## What you are asked to do
Carry on the essay about meditation and ending the observer, starting right after its last sentence.

## Extract
######

A reader asks, “What does it mean to enter the house of death during meditation?” She wants to know, “Is it really possible to understand and transcend death while fully alive?”
Without effort, goal or seeking, there are five stages of meditation, as I understand and experience it (it’s mistaken to say, ‘my experience’). The first is intense but passive awareness, which ends the observer.
When energetic awareness catches the mind in the act of separating itself from itself as the observer, separation ends, and there is just observing.
This college professor asserts, “There is nothing beyond the observer.” By which she means we never see except through the lens of our conditioning, culture, experience and concepts. In philosophical terms, it’s the premise that humans are ineluctably hermeneutical creatures, that we always interpret reality.
The question is: “Is that true 100% of the time?” Even if it’s true 99% of the time, it means that there is the possibility of seeing nature, the world, others and ourselves directly and anew, without the filtering lens.
The Heisenberg Principle and the ‘observer effect’ are often confusedly cited as examples of either how the observer cannot be taken out of the equation, or conversely, how measurements, especially in quantum mechanics, cannot be made without affecting the systems one is measuring.
It isn’t a question of whether the observer affects measurement and outcomes at the quantum or even physical level. And physics and mathematics cannot be used to rationalize our psychological biases. The question is whether the separate observer, with all its accumulated judgments, shoulds and should nots has any actual existence.
The observer is a separative sleight of hand, a basic mechanism of higher thought. It is not in the nature of things.
The observer is indispensable to doing science, but it is indefensible in relationship to nature, others and ourselves. Essentially, the observer is the capability of separation mistakenly carried over into the psychological dimension, where it becomes division.
When one sees through a trick, it no longer fools you. Therefore the first stage of meditation is having sufficient understanding, perception and insight into the mechanism of the observer to end it.

######

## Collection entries
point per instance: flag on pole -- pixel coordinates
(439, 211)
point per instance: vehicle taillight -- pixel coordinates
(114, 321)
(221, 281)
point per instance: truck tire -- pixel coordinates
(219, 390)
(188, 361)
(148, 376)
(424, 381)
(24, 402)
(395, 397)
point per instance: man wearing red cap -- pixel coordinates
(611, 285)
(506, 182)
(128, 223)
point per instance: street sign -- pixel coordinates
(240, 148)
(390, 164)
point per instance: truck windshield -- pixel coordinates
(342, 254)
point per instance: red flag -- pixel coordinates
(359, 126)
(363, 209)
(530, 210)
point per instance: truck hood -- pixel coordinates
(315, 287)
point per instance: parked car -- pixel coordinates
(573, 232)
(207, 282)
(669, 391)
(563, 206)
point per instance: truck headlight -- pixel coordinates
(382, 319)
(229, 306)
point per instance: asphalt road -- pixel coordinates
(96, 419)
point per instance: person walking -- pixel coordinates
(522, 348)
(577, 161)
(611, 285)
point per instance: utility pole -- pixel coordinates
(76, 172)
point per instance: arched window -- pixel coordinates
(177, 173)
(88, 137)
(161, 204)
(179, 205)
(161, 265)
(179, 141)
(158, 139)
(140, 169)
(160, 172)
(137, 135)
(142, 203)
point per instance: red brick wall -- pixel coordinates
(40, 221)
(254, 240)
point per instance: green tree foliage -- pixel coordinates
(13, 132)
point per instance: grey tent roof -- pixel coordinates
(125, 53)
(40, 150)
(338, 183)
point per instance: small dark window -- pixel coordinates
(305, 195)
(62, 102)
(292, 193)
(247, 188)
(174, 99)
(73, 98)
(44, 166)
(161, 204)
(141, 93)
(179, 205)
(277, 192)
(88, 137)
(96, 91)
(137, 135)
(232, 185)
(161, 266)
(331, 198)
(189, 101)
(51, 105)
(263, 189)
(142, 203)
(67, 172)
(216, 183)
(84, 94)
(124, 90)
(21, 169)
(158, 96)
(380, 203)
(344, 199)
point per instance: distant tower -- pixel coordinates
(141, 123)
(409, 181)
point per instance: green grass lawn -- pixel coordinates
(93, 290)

######

## Result of this task
The self cannot end it, since the self is synonymous with the observer. Awareness and attention alone ends the ancient habit of the observer, without effort or direction.
When the observer ends, and the whole brain keeps observing, attention gathers and acts on the mind-as-thought, quieting its movement. The mind falls silent. This is the second stage of meditation.
If one keeps going (again, ‘I’ am not doing anything, the brain is simply observing without separation and division), time ends. The sense and habit of becoming, of looking back or looking ahead, of associating in memory, of imagining, of moving toward some implicit or explicit goal, simply stops.
At this point, fear may arise. It’s very hard for humans to stop, and be nothing. But if one remains with one’s fear, and questions its validity, it too falls away.
Then, without any fear or morbidity, one enters the house of death.
One realizes and experiences the actuality that death is happening all around and within one every moment. Plants and animals are continually dying, replaced by new plants and animals; the very cells of our body are continuously dying, and being replaced by new cells. Inhaling and exhaling are the warp and woof of life and death.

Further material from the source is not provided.